>> start

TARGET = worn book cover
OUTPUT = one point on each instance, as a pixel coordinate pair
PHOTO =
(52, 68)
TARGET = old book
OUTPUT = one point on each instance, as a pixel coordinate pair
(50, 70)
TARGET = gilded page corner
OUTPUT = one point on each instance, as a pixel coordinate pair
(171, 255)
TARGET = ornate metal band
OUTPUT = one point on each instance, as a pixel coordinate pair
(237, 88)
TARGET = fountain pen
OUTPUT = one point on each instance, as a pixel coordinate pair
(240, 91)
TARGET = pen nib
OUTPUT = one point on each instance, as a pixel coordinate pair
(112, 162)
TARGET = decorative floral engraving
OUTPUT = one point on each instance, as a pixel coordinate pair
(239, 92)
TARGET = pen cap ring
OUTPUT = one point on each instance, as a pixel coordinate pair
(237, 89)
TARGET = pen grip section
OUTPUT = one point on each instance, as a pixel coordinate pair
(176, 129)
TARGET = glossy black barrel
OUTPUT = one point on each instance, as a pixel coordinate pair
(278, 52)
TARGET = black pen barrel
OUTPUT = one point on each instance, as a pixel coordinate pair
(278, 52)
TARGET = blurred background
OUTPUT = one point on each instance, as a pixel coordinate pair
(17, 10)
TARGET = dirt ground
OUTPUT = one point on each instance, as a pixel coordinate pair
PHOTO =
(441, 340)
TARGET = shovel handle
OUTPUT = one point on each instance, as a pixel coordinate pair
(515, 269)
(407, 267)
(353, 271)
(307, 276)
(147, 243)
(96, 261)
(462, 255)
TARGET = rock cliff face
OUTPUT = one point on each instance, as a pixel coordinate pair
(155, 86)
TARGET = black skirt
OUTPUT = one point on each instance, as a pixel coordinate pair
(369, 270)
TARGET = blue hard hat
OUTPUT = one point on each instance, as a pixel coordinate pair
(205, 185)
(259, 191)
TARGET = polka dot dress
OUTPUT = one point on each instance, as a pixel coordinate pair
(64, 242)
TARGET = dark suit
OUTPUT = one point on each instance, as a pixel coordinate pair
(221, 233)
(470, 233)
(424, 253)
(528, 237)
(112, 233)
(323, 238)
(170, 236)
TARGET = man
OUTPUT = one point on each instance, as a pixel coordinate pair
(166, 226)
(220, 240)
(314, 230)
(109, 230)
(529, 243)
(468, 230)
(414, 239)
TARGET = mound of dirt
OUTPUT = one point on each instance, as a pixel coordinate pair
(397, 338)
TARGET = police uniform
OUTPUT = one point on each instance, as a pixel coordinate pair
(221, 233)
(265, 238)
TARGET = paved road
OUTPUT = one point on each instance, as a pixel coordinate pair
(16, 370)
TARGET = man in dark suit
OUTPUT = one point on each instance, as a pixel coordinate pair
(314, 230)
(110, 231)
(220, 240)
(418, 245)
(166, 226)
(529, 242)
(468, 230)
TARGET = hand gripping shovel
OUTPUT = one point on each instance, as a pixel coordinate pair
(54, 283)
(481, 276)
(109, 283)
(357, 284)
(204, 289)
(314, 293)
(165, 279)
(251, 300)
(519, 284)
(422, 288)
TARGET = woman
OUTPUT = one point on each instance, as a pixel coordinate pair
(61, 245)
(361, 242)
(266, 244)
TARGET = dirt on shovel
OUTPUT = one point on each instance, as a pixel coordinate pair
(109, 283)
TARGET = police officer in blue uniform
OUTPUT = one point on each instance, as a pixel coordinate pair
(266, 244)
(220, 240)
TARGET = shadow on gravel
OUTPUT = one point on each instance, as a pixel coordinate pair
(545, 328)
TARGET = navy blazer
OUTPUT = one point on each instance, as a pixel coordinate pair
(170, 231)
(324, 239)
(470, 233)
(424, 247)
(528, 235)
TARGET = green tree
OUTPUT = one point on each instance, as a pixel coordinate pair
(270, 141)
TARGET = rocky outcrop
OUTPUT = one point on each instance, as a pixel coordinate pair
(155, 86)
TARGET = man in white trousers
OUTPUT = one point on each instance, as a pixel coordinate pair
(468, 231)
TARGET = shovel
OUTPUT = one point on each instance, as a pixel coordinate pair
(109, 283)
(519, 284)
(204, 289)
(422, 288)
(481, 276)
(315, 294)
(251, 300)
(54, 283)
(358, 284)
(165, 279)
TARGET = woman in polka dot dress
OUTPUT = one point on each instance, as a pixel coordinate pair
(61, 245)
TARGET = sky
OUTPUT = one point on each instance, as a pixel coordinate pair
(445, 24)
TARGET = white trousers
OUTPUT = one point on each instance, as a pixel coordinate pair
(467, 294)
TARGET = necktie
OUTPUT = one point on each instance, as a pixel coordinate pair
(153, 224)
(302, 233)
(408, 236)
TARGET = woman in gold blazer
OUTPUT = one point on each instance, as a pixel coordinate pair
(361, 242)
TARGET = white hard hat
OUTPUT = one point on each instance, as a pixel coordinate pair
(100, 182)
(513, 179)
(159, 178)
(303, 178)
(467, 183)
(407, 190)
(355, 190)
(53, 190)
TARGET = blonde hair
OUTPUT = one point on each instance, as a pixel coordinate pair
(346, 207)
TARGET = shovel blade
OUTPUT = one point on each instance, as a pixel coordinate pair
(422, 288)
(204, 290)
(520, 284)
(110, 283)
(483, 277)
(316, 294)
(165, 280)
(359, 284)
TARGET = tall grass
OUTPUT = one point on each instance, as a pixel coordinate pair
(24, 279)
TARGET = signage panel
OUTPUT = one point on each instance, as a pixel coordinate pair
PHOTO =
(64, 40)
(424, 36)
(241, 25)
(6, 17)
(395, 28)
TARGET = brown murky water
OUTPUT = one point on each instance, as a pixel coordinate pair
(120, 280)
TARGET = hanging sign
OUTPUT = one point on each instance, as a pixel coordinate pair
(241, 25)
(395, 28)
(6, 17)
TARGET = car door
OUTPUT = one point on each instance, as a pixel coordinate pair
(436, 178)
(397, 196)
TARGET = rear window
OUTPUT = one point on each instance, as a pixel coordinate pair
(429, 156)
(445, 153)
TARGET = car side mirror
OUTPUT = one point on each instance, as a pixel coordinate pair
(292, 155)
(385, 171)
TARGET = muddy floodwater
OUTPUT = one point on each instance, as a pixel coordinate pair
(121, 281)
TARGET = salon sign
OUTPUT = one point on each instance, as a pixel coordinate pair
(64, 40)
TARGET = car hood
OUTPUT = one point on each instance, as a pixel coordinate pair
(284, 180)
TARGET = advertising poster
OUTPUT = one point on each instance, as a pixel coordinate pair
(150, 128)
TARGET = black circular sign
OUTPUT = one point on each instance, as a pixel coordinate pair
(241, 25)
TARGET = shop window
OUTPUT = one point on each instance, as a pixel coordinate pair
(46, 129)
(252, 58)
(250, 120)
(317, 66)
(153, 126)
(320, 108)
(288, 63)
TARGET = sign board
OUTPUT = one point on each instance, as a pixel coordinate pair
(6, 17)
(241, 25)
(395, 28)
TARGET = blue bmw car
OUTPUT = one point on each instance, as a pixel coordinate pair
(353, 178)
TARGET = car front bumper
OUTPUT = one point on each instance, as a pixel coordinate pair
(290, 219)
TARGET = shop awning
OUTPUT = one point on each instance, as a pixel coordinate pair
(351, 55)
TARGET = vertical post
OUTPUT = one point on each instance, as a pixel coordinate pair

>> end

TASK DIRECTIONS
Rewrite the data starting at the line containing "TARGET = car front bumper" and running through the end of the data, swapping "shop awning" for "store awning" and leaving everything else unchanged.

EXERCISE SOLUTION
TARGET = car front bumper
OUTPUT = one point on each instance, as a pixel coordinate pair
(290, 219)
TARGET = store awning
OUTPUT = one point on each instance, as a pixel coordinate pair
(351, 55)
TARGET = vertical post
OUTPUT = one point on each instance, as a pixel coordinate pair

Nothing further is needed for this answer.